Can you quote the lines below exactly, starting at the line with "Target: giraffe mouth" and going through the last one?

------ LISTED RECORDS

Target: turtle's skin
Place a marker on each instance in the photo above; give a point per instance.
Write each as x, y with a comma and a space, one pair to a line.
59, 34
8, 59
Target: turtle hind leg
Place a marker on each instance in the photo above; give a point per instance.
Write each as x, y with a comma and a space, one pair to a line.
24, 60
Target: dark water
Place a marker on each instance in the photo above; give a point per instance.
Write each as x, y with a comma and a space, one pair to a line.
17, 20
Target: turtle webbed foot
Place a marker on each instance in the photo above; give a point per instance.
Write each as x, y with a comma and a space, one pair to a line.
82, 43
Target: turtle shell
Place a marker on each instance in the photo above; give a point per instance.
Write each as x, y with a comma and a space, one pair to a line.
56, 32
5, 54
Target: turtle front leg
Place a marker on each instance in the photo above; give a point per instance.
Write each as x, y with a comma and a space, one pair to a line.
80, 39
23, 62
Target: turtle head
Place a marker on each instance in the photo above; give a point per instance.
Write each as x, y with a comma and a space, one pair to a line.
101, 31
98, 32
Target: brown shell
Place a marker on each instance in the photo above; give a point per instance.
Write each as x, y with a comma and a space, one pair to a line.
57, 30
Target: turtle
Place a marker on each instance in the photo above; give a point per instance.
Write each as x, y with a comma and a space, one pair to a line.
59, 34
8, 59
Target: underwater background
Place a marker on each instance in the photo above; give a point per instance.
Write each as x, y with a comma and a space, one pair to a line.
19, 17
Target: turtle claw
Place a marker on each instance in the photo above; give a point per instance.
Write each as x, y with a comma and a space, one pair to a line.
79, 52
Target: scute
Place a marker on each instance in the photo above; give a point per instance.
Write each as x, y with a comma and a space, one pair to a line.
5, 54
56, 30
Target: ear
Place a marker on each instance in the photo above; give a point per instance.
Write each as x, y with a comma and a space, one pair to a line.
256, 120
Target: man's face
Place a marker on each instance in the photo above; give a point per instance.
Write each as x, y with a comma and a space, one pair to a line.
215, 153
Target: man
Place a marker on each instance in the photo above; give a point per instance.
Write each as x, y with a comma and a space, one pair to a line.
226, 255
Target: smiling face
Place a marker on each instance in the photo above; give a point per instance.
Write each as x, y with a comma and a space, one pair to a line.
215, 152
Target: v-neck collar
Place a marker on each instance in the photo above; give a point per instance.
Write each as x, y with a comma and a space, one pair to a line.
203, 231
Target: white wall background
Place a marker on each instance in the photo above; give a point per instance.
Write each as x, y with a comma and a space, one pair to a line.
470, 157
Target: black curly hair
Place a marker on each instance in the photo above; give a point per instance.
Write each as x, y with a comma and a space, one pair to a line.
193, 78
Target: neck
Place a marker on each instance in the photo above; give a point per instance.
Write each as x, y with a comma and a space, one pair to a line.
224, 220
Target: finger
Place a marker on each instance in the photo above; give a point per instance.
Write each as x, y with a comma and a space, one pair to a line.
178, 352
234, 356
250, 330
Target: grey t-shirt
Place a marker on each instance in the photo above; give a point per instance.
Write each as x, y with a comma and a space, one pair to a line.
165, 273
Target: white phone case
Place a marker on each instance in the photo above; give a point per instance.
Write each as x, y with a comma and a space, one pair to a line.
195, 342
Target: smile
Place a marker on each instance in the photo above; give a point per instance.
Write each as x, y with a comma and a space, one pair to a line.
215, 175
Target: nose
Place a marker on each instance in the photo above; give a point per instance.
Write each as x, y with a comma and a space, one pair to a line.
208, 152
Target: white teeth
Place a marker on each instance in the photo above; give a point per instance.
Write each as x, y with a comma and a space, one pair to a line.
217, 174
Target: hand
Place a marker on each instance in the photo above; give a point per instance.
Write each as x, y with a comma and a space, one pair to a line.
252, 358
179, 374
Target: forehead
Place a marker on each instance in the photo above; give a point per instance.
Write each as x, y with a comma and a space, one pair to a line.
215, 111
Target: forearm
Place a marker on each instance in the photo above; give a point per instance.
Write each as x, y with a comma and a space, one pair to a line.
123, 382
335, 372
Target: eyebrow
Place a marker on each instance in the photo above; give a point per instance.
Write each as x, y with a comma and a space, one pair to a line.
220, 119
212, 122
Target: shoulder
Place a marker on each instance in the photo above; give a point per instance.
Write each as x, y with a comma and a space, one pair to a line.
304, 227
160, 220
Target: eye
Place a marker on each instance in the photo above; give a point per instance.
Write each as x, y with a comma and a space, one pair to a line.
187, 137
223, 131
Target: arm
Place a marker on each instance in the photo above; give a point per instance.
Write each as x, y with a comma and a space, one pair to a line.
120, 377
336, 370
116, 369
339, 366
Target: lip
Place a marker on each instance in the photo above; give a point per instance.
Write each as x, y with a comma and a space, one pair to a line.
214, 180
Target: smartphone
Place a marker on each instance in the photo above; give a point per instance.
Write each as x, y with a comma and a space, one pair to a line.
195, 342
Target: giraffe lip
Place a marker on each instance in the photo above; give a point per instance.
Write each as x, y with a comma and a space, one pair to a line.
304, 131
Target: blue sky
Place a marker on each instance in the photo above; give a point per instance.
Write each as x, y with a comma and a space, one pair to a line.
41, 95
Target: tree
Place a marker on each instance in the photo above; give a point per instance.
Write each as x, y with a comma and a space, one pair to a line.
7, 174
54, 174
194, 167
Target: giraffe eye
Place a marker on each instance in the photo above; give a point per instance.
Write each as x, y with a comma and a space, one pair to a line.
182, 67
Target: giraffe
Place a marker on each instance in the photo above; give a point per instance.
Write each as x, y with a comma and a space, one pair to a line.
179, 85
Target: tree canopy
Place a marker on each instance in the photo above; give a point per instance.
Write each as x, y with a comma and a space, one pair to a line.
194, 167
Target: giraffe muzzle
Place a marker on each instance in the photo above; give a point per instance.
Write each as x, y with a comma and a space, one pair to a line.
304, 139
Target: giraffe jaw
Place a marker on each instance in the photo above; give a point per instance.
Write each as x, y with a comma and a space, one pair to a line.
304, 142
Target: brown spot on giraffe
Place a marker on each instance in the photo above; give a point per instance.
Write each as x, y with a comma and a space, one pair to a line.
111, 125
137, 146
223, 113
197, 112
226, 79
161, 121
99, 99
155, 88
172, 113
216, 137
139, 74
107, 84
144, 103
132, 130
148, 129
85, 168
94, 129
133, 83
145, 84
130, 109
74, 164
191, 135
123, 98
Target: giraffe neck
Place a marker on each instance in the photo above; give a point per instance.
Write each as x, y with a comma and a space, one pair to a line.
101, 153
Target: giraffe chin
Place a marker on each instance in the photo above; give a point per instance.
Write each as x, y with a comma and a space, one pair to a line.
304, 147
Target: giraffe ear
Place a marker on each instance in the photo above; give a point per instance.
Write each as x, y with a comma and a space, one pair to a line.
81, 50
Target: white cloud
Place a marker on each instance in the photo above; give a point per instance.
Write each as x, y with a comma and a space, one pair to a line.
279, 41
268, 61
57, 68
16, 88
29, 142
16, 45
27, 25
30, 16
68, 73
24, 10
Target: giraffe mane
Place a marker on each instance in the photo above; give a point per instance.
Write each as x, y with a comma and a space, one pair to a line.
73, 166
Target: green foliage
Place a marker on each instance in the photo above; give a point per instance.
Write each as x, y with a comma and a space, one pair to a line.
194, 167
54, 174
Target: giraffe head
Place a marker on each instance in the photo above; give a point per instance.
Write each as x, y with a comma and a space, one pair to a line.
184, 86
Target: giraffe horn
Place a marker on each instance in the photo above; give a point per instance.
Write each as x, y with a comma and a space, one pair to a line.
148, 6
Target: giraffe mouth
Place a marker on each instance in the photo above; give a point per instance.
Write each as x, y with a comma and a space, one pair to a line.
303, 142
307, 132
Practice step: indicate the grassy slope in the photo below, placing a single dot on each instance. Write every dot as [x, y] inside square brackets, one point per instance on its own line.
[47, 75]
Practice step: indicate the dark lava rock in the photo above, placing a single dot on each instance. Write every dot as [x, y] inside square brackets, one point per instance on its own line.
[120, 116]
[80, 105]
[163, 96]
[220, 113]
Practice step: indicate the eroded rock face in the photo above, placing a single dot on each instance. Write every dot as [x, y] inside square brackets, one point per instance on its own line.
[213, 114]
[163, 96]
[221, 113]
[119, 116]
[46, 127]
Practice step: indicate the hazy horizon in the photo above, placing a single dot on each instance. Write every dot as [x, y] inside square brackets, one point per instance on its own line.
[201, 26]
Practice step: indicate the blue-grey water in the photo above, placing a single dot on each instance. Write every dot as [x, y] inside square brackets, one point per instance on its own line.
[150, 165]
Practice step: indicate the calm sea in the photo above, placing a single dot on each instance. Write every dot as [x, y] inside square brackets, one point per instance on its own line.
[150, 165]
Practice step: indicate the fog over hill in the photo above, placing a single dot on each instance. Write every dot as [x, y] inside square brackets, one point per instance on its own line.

------------

→ SOLUTION TO THE PROBLEM
Target: giraffe mouth
Place a marker on each instance in the photo above; give a point per instance.
Write each as x, y with a comma and a space, one pair to a line.
303, 142
307, 132
Practice step: indicate the grassy slope in the photo below, placing a single dot on each instance. Write every dot as [x, y] inside square brackets, one point per instance on its own line.
[47, 75]
Practice step: indicate the dark lava rock in the photo above, placing a single dot on each instance. Write every dot as [x, y] inside square brackets, one point per instance on its own line.
[120, 116]
[80, 105]
[163, 96]
[220, 113]
Practice step: indicate the eroded rock face in the photo above, placing a single dot on each instance. Write every dot as [x, y] inside square brackets, one point per instance on its own line.
[213, 114]
[163, 96]
[221, 113]
[119, 116]
[46, 127]
Practice step: indicate the hazy horizon in the photo above, placing a single dot on each instance. Write every dot as [x, y] inside square brackets, one point per instance on its own line.
[201, 26]
Practice step: indicate the blue-grey water in the photo above, placing a single dot on each instance. Write every dot as [x, y] inside square brackets, one point per instance on its own line.
[150, 165]
Practice step: indicate the calm sea in the photo above, placing a single dot on each instance. Write every dot as [x, y] inside square brackets, one point per instance on its own line.
[150, 165]
Practice step: indicate the fog over hill in the photo above, placing a single dot on each instance. Write every dot as [x, y] inside square brackets, one point per instance on its own line.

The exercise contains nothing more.